(Task set):
1. Answer these questions from the passage on peripartum sterilisation:
(a) What is the total chance of pregnancy over the 10 years after a peripartum TO?
(b) In the study from Uganda and Zimbabwe, what failure rate was found for condoms?
(c) In Swaziland, what share of women fitted with the hormonal implant became pregnant while using efavirenz?
2. Please rewrite part of the passage on peripartum sterilisation, swapping "Swaziland" for "Eswatini". Begin at the words "Copper intrauterine devices" and stop after "most effective contraception.".
3. List every form of client-controlled contraception named in the passage on peripartum sterilisation.

(Page extract):
Peripartum sterilisation is much more effective and economical than available alternatives including interval TO

The chance of a pregnancy after a peripartum TO is low: around 0.75% in total over the following 10 years.34 A prospective study conducted in Uganda and Zimbabwe found that the 12-month cumulative probability of pregnancy for HIV-uninfected women intending to use oral contraceptives for at least a year was 20%.35 It found similarly defined failure rates of 26% for condoms and 2.5% for injectable contraceptives. In other words, in SSA, where 5.5 million unsafe abortions cause 28 500 female deaths annually,26—there are perhaps 40 abortion fatalities in the entire ‘First World’ with a similar population size—contraceptive alternatives for the non-rich result in unintended pregnancies considerably more often in 1 year than a peripartum TO in 10 years: 25 times, 35 times and 3 times, respectively.

One often hears the opinion that the high failure rates related to client-controlled contraception (pills, injections, condoms, calendar method, withdrawal) as compared with thefit and forget’ methods (implants, IUDs) demonstrate that the women involved knowingly or subconsciously want a baby (or an abortion?). While this may happen sometimes, some examples, arguable, show the veracity of this opinion, that is, not using medical prophylaxes or insecticide-treated bed nets means wanting malaria, not taking or collecting one's anti-HIV or antiepilepsy medication reliably is a craving for AIDS or convulsions, not taking folic acid before and during early pregnancy means desiring a child with spina bifida, travelling by SUV to fitness training indicates a desire for the polar ice caps to melt and not refraining from tobacco use is choosing cancer or a growth retarded baby.36

Copper intrauterine devices (IUDs), coils, require skilled providers and back-up services. This makes rural community-based provision, as advocated by WHO in LRL for oral contraceptives, condoms and injectables, inappropriate.37 Interval (ie, unrelated to delivery, extra uterine pregnancy or miscarriage/abortion) TOs, male sterilisations, IUDs and contraceptive implants are inaccessible to most in LRL.23 Moreover, it was recently found in Swaziland that 12.4% (15/121) of women fitted with the otherwise very reliable contraceptive hormonal implant (levonorgestrel 75 mg, 5 years effective), for which acute back-up services are unnecessary, became pregnant while using efavirenz, an anti-HIV medication often prescribed in SSA.38 Besides, efavirenz might also be teratogenic, that is, should only be given in combination with the most effective contraception.

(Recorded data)
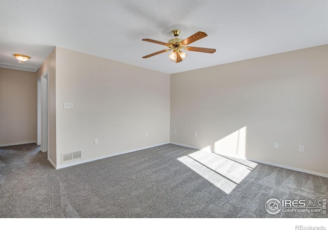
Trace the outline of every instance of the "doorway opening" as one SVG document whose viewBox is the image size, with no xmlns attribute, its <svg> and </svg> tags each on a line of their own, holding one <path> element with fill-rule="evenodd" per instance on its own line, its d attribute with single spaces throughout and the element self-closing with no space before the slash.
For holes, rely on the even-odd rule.
<svg viewBox="0 0 328 230">
<path fill-rule="evenodd" d="M 37 80 L 37 145 L 48 152 L 48 72 Z"/>
</svg>

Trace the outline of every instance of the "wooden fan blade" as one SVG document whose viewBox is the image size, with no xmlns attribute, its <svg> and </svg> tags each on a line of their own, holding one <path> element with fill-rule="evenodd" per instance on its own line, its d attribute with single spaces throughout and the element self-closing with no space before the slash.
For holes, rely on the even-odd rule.
<svg viewBox="0 0 328 230">
<path fill-rule="evenodd" d="M 190 44 L 191 42 L 196 41 L 197 40 L 199 40 L 201 38 L 204 38 L 207 36 L 207 34 L 201 31 L 198 31 L 195 34 L 191 35 L 190 37 L 186 38 L 182 41 L 181 42 L 184 45 Z"/>
<path fill-rule="evenodd" d="M 176 61 L 175 62 L 175 63 L 180 62 L 180 61 L 182 61 L 182 59 L 181 58 L 181 56 L 180 56 L 180 54 L 177 53 L 176 54 Z"/>
<path fill-rule="evenodd" d="M 168 44 L 167 43 L 156 41 L 156 40 L 150 39 L 149 38 L 144 38 L 142 39 L 142 41 L 148 41 L 149 42 L 156 43 L 156 44 L 162 44 L 163 45 L 166 45 L 166 46 L 170 45 L 170 44 Z"/>
<path fill-rule="evenodd" d="M 152 56 L 155 56 L 155 55 L 157 55 L 157 54 L 161 54 L 162 53 L 166 52 L 169 51 L 170 50 L 161 50 L 160 51 L 158 51 L 158 52 L 153 53 L 152 54 L 149 54 L 149 55 L 148 55 L 147 56 L 145 56 L 142 57 L 142 58 L 148 58 L 149 57 L 152 57 Z"/>
<path fill-rule="evenodd" d="M 187 47 L 184 49 L 188 51 L 196 51 L 197 52 L 208 53 L 209 54 L 213 54 L 216 51 L 215 49 L 202 48 L 201 47 Z"/>
</svg>

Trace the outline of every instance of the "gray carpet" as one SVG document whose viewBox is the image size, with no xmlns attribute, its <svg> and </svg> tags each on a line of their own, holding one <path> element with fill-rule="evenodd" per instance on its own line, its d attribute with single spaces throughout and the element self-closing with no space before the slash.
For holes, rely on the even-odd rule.
<svg viewBox="0 0 328 230">
<path fill-rule="evenodd" d="M 1 218 L 326 218 L 269 214 L 322 200 L 328 178 L 167 144 L 55 170 L 35 144 L 0 148 Z"/>
</svg>

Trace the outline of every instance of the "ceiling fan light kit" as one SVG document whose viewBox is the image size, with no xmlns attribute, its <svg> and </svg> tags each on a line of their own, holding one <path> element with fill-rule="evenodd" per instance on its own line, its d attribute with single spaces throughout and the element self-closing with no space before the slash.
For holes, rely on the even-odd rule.
<svg viewBox="0 0 328 230">
<path fill-rule="evenodd" d="M 201 38 L 203 38 L 207 36 L 206 33 L 201 31 L 198 31 L 195 34 L 191 35 L 190 37 L 186 38 L 185 39 L 182 39 L 181 38 L 178 38 L 177 37 L 179 36 L 181 31 L 179 30 L 173 30 L 172 34 L 175 37 L 175 38 L 170 40 L 167 43 L 163 42 L 161 41 L 156 41 L 155 40 L 150 39 L 149 38 L 144 38 L 142 41 L 148 41 L 149 42 L 155 43 L 156 44 L 162 44 L 166 45 L 168 48 L 166 50 L 163 50 L 161 51 L 158 51 L 152 54 L 149 54 L 147 56 L 142 57 L 142 58 L 148 58 L 149 57 L 152 57 L 157 54 L 161 54 L 170 50 L 173 51 L 169 55 L 169 58 L 172 61 L 174 61 L 175 63 L 180 62 L 182 61 L 187 57 L 187 54 L 181 51 L 181 50 L 184 50 L 188 51 L 195 51 L 202 53 L 208 53 L 210 54 L 213 54 L 216 51 L 215 49 L 209 49 L 209 48 L 202 48 L 200 47 L 186 47 L 187 45 L 190 44 L 192 42 L 199 40 Z"/>
</svg>

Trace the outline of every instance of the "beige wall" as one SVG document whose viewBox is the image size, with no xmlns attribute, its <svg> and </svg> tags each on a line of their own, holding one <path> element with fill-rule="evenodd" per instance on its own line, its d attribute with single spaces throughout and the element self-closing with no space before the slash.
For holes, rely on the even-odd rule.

(Responses per task):
1.
(a) Around 0.75%.
(b) 26%.
(c) 12.4% (15/121).

2.
Copper intrauterine devices (IUDs), coils, require skilled providers and back-up services. This makes rural community-based provision, as advocated by WHO in LRL for oral contraceptives, condoms and injectables, inappropriate.37 Interval (ie, unrelated to delivery, extra uterine pregnancy or miscarriage/abortion) TOs, male sterilisations, IUDs and contraceptive implants are inaccessible to most in LRL.23 Moreover, it was recently found in Eswatini that 12.4% (15/121) of women fitted with the otherwise very reliable contraceptive hormonal implant (levonorgestrel 75 mg, 5 years effective), for which acute back-up services are unnecessary, became pregnant while using efavirenz, an anti-HIV medication often prescribed in SSA.38 Besides, efavirenz might also be teratogenic, that is, should only be given in combination with the most effective contraception.

3. Pills, injections, condoms, calendar method, withdrawal